:: Given passage ::

CLINICAL PHARMACOLOGY

Mechanism of Action:

ACTONEL has an affinity for hydroxyapatite crystals in bone and acts as an antiresorptive agent. At the cellular level, ACTONEL inhibits osteoclasts. The osteoclasts adhere normally to the bone surface, but show evidence of reduced active resorption (e. g., lack of ruffled border).
Histomorphometry in rats, dogs, and minipigs showed that ACTONEL treatment reduces bone turnover (activation frequency, i. e., the rate at which bone remodeling sites are activated) and bone resorption at remodeling sites.

Pharmacokinetics:

Absorption:

Absorption after an oral dose is relatively rapid (tmax ~1 hour) and occurs throughout the upper gastrointestinal tract. The fraction of the dose absorbed is independent of dose over the range studied (single dose, 2.5 to 30 mg; multiple dose, 2. 5 to 5 mg). Steady-state conditions in the
serum are observed within 57 days of daily dosing. Mean absolute oral bioavailability of the 30-mg tablet is 0.63% (90% CI: 0.54% to 0.75%) and is comparable to a solution.

The extent of absorption of a 30-mg dose (three 10-mg tablets) when administered 0.5 hours before breakfast is reduced by 55% compared to dosing in the fasting state (no food or drink for 10 hours prior to or 4 hours after dosing). Dosing 1 hour prior to breakfast reduces the extent of absorption by 30% compared to dosing in the fasting state. Dosing either 0.5 hours prior to breakfast or 2 hours after dinner (evening meal) results in a similar extent of absorption. ACTONEL is effective when administered at least 30 minutes before breakfast.

:::
:: Records ::

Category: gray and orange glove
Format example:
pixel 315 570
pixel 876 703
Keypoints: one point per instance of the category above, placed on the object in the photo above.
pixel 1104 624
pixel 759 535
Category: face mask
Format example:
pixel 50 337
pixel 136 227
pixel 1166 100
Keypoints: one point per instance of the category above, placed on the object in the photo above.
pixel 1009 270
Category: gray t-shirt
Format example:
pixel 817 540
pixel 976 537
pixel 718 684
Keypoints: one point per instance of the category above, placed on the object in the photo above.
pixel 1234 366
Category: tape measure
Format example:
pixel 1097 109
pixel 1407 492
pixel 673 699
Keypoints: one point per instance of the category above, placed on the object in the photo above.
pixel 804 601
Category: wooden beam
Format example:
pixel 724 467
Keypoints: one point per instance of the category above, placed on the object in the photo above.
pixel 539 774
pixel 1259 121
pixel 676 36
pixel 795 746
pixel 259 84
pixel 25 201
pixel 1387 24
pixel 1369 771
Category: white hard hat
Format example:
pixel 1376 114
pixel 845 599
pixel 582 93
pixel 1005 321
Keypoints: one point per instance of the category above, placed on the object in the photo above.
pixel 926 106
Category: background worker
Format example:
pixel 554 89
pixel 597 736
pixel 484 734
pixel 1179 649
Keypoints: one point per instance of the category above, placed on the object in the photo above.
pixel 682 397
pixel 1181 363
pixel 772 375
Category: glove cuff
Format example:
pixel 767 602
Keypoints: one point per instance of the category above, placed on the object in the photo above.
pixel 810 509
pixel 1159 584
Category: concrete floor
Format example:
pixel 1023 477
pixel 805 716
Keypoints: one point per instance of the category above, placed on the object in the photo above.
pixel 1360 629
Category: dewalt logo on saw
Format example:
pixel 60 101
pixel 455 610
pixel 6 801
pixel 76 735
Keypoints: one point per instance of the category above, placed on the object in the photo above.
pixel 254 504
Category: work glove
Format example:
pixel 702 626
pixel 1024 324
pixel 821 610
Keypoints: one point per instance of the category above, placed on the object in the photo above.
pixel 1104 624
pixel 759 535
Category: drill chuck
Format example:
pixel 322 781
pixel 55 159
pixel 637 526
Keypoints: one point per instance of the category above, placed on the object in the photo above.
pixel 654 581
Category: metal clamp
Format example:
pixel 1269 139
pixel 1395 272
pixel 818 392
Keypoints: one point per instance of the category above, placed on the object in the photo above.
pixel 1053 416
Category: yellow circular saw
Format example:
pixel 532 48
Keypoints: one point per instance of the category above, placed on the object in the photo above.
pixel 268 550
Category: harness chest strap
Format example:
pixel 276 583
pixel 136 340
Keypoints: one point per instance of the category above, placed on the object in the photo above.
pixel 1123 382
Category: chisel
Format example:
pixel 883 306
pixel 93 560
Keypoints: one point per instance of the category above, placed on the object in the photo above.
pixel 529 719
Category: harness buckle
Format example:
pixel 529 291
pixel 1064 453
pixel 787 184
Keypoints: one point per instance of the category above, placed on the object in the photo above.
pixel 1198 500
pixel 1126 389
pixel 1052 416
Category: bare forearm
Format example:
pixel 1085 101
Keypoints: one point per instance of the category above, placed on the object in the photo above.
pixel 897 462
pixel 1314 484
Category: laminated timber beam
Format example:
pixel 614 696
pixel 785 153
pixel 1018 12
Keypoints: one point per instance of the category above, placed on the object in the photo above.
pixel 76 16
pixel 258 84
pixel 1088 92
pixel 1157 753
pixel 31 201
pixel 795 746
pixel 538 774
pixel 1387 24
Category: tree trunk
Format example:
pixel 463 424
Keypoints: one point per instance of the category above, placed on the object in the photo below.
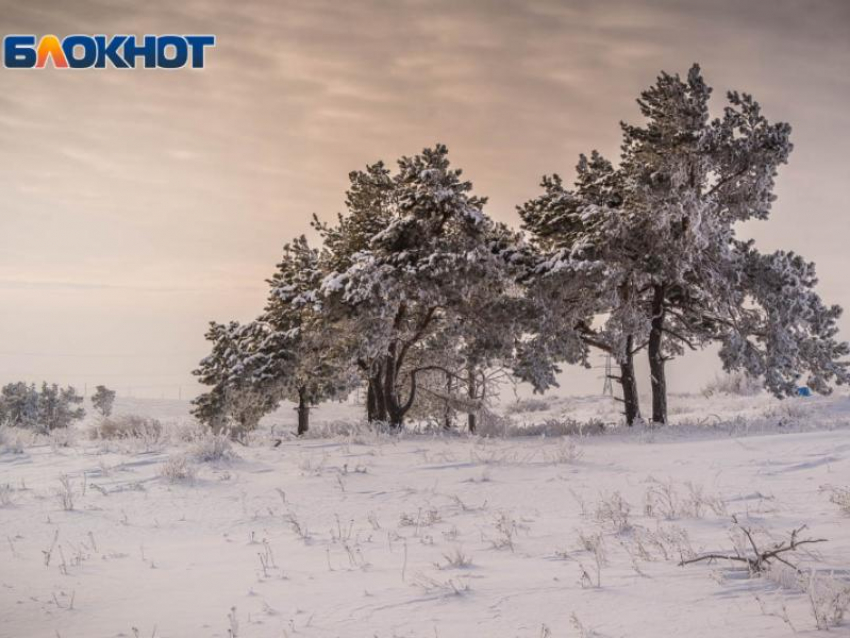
pixel 447 414
pixel 629 382
pixel 371 402
pixel 379 404
pixel 656 357
pixel 395 413
pixel 303 412
pixel 470 381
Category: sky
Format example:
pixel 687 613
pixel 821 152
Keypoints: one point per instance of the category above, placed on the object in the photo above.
pixel 136 206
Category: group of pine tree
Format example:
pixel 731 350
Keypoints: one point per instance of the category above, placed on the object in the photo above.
pixel 416 295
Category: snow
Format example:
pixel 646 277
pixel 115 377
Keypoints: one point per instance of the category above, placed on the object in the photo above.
pixel 381 516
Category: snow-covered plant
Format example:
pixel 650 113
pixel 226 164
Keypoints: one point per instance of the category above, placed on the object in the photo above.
pixel 653 241
pixel 57 407
pixel 286 353
pixel 19 405
pixel 430 291
pixel 236 402
pixel 211 446
pixel 127 426
pixel 736 383
pixel 52 407
pixel 103 399
pixel 177 468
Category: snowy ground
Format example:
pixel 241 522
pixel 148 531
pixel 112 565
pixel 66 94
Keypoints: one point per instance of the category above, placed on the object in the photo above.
pixel 440 536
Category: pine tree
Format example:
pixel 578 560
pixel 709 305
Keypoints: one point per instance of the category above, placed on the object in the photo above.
pixel 416 280
pixel 103 399
pixel 653 240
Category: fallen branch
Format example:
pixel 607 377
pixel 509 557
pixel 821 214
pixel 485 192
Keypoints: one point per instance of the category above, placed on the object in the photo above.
pixel 760 560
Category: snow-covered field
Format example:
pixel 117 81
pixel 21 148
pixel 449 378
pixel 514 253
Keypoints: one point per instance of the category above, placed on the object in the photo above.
pixel 368 534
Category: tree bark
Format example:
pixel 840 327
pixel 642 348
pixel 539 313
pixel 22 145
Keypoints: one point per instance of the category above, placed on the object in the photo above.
pixel 470 381
pixel 380 404
pixel 629 383
pixel 447 414
pixel 371 402
pixel 656 357
pixel 303 412
pixel 395 413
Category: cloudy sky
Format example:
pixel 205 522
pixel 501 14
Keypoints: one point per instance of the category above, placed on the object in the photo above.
pixel 135 206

:::

◆ Explore the material ◆
(a) In the pharmacology passage, by what percentage does dosing 1 hour before breakfast reduce the extent of absorption compared to dosing in the fasting state?
(b) From the pharmacology passage, pull out the stretch from "Absorption after an" through "to a solution.".
The items come from a separate source unrelated to the pharmacology passage.

◆ Answers below ◆
(a) By 30%.

(b)
Absorption after an oral dose is relatively rapid (tmax ~1 hour) and occurs throughout the upper gastrointestinal tract. The fraction of the dose absorbed is independent of dose over the range studied (single dose, 2.5 to 30 mg; multiple dose, 2. 5 to 5 mg). Steady-state conditions in the
serum are observed within 57 days of daily dosing. Mean absolute oral bioavailability of the 30-mg tablet is 0.63% (90% CI: 0.54% to 0.75%) and is comparable to a solution.